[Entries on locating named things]
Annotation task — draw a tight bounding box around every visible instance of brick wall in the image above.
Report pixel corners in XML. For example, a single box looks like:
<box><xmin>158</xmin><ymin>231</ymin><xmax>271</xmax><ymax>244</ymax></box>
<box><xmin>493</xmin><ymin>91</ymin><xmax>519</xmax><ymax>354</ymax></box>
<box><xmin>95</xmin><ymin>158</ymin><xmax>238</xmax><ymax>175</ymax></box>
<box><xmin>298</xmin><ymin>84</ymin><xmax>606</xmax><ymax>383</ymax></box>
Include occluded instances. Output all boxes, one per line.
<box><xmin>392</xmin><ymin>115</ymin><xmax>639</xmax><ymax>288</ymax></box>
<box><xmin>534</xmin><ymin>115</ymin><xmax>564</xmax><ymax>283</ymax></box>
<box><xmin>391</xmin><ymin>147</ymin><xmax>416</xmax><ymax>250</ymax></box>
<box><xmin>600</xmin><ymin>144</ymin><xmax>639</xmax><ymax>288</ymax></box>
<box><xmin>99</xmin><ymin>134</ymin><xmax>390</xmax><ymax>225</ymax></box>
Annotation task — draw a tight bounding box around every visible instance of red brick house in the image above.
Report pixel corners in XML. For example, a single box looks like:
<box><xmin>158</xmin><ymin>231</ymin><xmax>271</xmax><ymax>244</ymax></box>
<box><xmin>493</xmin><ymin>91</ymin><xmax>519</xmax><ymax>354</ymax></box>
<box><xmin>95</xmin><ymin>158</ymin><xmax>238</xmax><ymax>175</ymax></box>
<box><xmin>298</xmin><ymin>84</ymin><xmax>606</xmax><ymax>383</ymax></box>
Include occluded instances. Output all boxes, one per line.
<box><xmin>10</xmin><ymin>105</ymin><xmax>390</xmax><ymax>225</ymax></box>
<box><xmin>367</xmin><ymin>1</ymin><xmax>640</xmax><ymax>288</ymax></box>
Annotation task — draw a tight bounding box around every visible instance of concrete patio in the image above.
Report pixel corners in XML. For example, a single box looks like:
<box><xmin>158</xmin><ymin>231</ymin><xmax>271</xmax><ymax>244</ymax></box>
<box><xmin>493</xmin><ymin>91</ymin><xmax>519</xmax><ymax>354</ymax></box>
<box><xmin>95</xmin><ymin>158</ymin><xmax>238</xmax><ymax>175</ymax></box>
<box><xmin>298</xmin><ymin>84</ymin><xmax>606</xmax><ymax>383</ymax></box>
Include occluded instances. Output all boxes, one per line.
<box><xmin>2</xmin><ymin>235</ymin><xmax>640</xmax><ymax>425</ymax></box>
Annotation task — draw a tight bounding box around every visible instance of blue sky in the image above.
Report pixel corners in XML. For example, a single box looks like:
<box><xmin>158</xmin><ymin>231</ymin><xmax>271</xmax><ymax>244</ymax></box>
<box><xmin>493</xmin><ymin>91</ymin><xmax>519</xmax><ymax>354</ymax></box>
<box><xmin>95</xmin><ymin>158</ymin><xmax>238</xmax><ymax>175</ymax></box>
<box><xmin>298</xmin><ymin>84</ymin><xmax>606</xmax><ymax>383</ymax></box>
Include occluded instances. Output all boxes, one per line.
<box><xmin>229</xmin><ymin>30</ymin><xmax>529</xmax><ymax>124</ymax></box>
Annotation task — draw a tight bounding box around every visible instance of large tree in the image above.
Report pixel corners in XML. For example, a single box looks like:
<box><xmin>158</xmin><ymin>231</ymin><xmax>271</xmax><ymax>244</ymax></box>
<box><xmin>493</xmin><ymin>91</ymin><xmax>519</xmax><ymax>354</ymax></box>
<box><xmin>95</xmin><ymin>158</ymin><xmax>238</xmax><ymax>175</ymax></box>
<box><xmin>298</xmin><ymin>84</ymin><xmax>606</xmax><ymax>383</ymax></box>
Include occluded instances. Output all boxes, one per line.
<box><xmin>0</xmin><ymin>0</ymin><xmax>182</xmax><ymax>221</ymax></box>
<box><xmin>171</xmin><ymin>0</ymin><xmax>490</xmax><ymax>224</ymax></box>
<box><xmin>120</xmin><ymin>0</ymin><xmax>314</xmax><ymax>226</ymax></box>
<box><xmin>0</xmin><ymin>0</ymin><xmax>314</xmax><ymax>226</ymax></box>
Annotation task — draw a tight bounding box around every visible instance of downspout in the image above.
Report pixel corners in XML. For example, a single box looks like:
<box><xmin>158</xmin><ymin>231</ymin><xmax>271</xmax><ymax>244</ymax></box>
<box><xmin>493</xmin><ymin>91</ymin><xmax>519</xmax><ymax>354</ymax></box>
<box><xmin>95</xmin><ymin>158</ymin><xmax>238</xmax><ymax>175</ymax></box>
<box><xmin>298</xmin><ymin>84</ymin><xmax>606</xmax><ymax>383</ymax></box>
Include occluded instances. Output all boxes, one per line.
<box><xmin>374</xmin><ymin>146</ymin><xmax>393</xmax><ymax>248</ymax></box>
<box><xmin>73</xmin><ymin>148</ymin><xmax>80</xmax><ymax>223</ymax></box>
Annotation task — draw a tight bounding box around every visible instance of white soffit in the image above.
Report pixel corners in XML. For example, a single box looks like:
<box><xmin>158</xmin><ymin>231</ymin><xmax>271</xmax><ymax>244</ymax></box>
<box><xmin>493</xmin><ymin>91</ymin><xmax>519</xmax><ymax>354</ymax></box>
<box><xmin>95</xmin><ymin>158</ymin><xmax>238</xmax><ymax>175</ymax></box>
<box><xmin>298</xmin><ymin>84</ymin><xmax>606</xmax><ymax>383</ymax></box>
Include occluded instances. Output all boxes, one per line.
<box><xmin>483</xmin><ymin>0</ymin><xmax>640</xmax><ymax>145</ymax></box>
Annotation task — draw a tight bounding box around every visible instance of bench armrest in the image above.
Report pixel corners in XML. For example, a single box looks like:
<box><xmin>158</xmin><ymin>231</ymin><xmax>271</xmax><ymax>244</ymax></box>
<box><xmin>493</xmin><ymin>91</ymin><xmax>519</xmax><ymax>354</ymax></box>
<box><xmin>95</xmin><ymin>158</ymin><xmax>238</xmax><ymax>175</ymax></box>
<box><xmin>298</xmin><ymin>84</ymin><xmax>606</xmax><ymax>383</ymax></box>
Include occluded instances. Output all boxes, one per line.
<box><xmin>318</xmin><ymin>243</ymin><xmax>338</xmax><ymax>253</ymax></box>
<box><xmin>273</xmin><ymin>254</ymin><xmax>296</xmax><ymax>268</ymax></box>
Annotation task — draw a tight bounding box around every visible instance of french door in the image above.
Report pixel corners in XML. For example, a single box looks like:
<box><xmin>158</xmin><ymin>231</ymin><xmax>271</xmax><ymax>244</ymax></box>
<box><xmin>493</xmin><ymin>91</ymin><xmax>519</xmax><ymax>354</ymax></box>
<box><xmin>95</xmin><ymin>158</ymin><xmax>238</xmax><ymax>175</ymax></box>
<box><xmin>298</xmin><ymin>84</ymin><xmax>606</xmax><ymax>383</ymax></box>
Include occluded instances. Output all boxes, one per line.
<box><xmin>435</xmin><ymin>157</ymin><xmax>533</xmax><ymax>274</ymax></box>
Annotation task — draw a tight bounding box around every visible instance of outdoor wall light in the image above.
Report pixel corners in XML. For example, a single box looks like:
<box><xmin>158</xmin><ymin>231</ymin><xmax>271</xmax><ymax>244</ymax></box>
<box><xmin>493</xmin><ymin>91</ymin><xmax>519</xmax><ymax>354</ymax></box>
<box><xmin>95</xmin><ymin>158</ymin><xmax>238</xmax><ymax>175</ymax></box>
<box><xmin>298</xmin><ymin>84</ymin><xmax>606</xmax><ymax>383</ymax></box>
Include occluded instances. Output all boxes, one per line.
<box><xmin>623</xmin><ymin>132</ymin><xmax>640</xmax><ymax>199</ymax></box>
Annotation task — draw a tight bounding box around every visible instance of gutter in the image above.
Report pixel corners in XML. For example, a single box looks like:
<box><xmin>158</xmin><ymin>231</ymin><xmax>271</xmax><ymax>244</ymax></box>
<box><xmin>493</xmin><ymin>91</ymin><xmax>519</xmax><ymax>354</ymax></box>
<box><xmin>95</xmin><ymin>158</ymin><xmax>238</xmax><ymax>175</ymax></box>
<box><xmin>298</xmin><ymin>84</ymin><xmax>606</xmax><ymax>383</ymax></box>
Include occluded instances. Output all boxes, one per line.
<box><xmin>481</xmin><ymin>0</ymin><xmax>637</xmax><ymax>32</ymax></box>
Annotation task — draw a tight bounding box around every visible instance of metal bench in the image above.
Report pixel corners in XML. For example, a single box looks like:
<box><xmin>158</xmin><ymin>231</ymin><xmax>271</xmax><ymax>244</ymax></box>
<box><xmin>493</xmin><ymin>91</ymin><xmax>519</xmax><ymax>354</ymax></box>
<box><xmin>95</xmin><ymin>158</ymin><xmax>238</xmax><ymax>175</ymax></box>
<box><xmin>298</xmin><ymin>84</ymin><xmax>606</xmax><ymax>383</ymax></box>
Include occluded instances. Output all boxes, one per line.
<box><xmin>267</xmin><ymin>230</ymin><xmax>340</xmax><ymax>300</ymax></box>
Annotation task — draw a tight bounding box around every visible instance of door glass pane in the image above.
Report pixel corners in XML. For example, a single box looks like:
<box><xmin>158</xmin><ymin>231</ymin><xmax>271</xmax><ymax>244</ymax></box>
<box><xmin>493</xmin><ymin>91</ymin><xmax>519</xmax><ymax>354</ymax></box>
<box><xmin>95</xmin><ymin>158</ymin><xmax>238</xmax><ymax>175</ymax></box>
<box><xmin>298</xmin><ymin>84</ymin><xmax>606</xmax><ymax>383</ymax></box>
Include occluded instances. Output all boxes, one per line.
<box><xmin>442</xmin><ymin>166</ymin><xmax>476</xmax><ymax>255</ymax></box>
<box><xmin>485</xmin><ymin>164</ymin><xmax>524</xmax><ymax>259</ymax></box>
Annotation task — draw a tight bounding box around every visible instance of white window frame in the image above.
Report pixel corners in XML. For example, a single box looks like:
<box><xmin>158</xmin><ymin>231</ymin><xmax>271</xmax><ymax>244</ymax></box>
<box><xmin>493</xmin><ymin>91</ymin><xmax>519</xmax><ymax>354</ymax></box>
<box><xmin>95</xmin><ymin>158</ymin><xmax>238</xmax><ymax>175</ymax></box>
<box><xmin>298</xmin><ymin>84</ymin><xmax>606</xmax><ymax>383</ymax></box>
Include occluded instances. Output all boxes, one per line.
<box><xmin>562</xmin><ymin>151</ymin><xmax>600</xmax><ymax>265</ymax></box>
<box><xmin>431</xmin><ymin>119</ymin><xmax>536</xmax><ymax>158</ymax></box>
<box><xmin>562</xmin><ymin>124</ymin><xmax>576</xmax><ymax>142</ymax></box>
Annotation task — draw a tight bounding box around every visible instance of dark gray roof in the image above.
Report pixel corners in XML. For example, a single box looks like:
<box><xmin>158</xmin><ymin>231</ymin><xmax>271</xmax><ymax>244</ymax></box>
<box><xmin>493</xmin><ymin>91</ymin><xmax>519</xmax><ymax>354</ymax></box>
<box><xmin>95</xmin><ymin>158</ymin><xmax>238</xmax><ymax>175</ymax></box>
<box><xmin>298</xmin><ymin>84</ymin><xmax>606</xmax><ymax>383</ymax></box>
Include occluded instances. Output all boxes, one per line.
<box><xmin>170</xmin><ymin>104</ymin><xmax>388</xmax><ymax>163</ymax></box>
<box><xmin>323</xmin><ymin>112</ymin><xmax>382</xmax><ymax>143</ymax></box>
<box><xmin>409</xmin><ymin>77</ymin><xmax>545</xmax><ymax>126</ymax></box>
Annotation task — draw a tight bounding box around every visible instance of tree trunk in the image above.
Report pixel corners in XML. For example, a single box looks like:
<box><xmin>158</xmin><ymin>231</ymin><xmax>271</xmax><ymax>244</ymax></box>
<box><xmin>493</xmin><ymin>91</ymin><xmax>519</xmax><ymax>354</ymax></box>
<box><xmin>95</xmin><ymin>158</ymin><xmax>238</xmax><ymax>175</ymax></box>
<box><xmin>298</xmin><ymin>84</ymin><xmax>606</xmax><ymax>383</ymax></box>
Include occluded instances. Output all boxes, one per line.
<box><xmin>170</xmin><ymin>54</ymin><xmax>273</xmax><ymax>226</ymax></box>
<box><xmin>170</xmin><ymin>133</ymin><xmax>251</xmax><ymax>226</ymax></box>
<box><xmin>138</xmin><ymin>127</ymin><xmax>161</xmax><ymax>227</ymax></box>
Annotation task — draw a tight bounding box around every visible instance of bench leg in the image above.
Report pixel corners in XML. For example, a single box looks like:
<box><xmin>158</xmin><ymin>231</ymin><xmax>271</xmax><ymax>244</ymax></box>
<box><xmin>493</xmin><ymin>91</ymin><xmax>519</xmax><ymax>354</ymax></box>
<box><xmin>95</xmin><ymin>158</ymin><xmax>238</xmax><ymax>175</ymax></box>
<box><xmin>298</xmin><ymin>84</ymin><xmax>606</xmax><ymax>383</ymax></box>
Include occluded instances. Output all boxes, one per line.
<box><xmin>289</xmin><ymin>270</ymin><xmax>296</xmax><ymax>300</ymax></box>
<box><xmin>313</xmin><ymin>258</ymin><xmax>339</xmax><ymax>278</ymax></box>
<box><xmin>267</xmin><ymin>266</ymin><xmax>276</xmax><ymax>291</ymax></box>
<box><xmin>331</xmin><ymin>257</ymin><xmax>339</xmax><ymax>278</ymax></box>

GIVEN PROBLEM =>
Starting at the line that contains "leg in the image above.", copy each line exactly through the end of the listing above. Include that first line and the last one, and add nothing.

SOLUTION FOR THIS TASK =>
Annotation task — draw a tight bounding box around every visible instance of bench leg in the image above.
Report pixel corners in XML. For example, a single box looks like:
<box><xmin>158</xmin><ymin>231</ymin><xmax>271</xmax><ymax>244</ymax></box>
<box><xmin>493</xmin><ymin>91</ymin><xmax>519</xmax><ymax>354</ymax></box>
<box><xmin>95</xmin><ymin>158</ymin><xmax>238</xmax><ymax>175</ymax></box>
<box><xmin>298</xmin><ymin>84</ymin><xmax>606</xmax><ymax>383</ymax></box>
Include occluded instances. Output all boxes, one per line.
<box><xmin>289</xmin><ymin>270</ymin><xmax>296</xmax><ymax>300</ymax></box>
<box><xmin>313</xmin><ymin>258</ymin><xmax>339</xmax><ymax>278</ymax></box>
<box><xmin>267</xmin><ymin>266</ymin><xmax>276</xmax><ymax>291</ymax></box>
<box><xmin>331</xmin><ymin>257</ymin><xmax>339</xmax><ymax>278</ymax></box>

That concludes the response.